PROMPT
Your reply should be the records below, duplicated exactly, with any picture removed.

Point-per-instance localization data
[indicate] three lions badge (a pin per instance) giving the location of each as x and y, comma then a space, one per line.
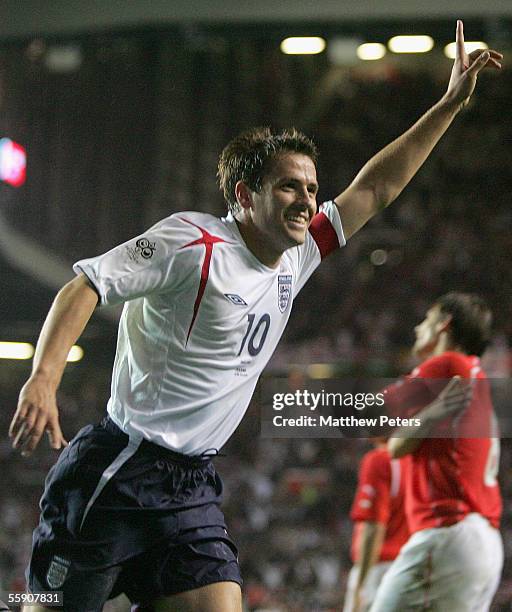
57, 572
284, 290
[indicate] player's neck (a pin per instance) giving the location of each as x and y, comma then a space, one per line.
443, 345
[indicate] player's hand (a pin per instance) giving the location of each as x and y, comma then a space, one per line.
454, 398
467, 66
37, 412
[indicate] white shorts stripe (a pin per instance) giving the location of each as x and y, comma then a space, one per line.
127, 452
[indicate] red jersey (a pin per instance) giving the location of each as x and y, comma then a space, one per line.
380, 498
448, 478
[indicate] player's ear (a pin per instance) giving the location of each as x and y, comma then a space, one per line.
444, 323
243, 195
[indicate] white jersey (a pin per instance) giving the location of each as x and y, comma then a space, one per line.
202, 318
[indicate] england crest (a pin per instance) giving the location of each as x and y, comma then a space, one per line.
284, 290
57, 572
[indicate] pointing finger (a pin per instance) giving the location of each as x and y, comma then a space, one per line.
476, 66
459, 40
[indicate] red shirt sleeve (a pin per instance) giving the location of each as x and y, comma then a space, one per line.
372, 499
419, 388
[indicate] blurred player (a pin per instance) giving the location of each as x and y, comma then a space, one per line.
380, 526
454, 558
132, 505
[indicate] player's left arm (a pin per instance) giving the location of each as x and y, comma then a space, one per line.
385, 175
453, 399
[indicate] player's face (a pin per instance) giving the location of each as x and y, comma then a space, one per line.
286, 204
428, 332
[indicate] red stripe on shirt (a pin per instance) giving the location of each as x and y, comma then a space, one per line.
324, 234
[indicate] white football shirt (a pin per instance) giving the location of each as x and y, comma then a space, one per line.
201, 320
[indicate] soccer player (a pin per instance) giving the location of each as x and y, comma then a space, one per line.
454, 557
380, 526
132, 504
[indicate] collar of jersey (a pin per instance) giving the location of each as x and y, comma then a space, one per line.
231, 223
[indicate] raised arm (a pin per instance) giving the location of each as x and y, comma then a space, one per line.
382, 179
37, 406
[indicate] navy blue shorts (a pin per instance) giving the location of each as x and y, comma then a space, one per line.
126, 516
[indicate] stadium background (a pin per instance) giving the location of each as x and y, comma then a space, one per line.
123, 109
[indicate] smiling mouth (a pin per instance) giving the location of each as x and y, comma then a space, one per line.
298, 220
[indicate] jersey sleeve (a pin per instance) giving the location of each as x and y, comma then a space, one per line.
325, 235
372, 499
138, 267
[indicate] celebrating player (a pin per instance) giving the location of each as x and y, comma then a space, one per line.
380, 526
132, 504
453, 559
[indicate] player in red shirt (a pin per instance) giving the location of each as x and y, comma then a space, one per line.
380, 526
454, 558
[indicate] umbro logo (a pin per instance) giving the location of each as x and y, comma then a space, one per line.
235, 299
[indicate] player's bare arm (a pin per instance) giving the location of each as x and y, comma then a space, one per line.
37, 410
454, 398
386, 174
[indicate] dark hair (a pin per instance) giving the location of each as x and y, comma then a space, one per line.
471, 321
246, 158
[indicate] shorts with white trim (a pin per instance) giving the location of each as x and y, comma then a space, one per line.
121, 515
370, 586
455, 568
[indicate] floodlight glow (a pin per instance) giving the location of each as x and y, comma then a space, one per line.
13, 162
470, 46
371, 51
302, 45
410, 44
75, 354
16, 350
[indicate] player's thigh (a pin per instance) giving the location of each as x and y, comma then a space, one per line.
216, 597
407, 583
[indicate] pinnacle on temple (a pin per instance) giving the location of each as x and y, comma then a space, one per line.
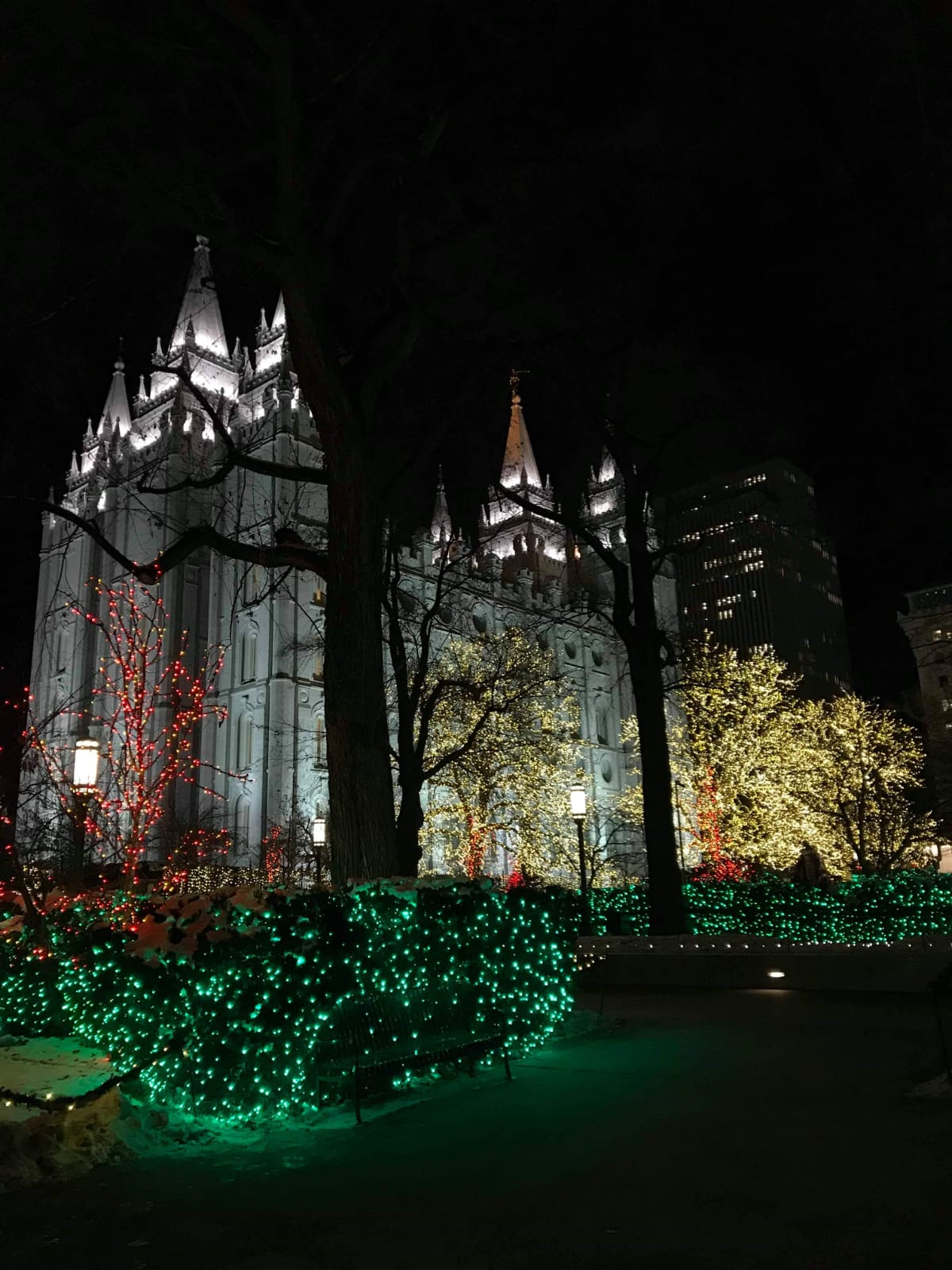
200, 306
520, 463
441, 525
117, 403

SOLUTION TO THE PROBLEM
[indicate] three lions badge (a pin per instance) giving the location of each as x and y, comma then a space, one per line.
57, 572
284, 290
[indicate] player's neck (a pin per instance) giving the location of each as x and y, comma then a space, one per line.
443, 345
[indicate] player's hand (a pin per instance) giving the location of each as x and y, comma then a space, one per line.
454, 398
467, 66
37, 412
[indicate] white shorts stripe (a pin per instance) giving the location of each as x and y, comma then a space, one per line.
127, 452
[indicate] red jersey (a pin per instance) giving the location of each as x and y, comma then a space, one per line.
380, 498
448, 478
[indicate] player's ear (a pin per instance) giving the location of each as x and y, comma then a space, one per line.
444, 323
243, 195
[indicate] white jersey (a pin per instance) giving the location of each as x and y, comma then a space, one per line.
202, 318
[indicate] england crest (a pin per instance) giving the location of each as x and y, comma then a space, one per line.
284, 290
57, 572
[indicate] pointing finger (a pin per instance) giving the location of each as x and y, comma then a space, one per line.
476, 66
459, 40
[indicate] red shirt sleeve (a pin per instance) giving the location of each as x and y, comma then a space, one per line.
372, 499
419, 388
[indicate] blurred player (a pin per instance) giving the location of each as x and y, comma then a space, one per line.
380, 526
454, 558
132, 505
[indicate] player's left arm (a pin per instance) giving the location of each as x and y, comma then a space, one per line.
385, 175
453, 399
[indicate] player's face (a pin per instance) giving the location of each as x and y, comma then a space, one per line.
286, 204
428, 332
[indicate] red stripe on shirt (a pin per instance) giving the location of each as x and y, comma then a space, one per line.
324, 234
[indicate] white football shirt (a pin per instance) giving the location of each as x and y, comma then a space, one per line.
201, 320
[indicate] soccer player (a pin per instance) giving the location of each as x and y, comma then a space, one per line.
454, 557
380, 526
132, 504
[indicate] collar of jersey (a pin per instance) giving the location of each as x and y, comma then a space, one per line.
231, 223
[indicate] raised arm (a pin per instance) giving the location of each as x and y, comma then a space, one per line.
382, 179
37, 406
[indicate] navy blue shorts (a pin per instance) giving the location of each as x and y, comma then a space, one per line.
126, 516
[indicate] stadium background (a pin per instance) giving the location of each as x and y, comma then a space, one per line.
123, 109
[indicate] smiling mouth (a pin per instance) giving the location of each as x and y, comma then a space, one per line.
298, 220
[indicate] jersey sleeve (a pin per instance) giving the location of each as x and y, comma then a space, one per line.
325, 235
372, 499
138, 267
[indicate] celebrating player (a pin per instance) giving the location of each as x and y, comma then a space, one per line.
380, 526
132, 504
453, 559
[indicate] player in red shirt (a pin per instance) giving the location of each as x and y, comma then a space, one per line.
380, 526
454, 558
[indicate] umbro logo (a pin per instance) giving the location of each as x and y, comma then a space, one per line.
235, 299
[indicate] player's bare arm (a pin per instance) giving the location of each as x and y, comma then a space, one per line.
37, 410
454, 398
386, 174
[indicate] dark hair (a pin per instance) giving the location of each as x and y, comma then a space, one per line.
471, 321
246, 158
[indicate] shorts with white trim (a pin per instance) giving the location of each as x and y, comma then a space, one per line.
121, 515
370, 586
455, 568
[indicate] floodlight glow (a pin per instance) giving the location of each as x and y, comma then a space, one per line.
13, 162
470, 46
371, 51
302, 45
410, 44
75, 354
16, 350
[indicate] player's thigh (a pin per instance) giving the location of each as x and y, comma then a space, one per line.
216, 597
407, 583
[indicate] pinnacle on temple (a pin per instance) giving the location of each as x and y, comma then a space, one per line.
200, 306
520, 463
441, 525
117, 403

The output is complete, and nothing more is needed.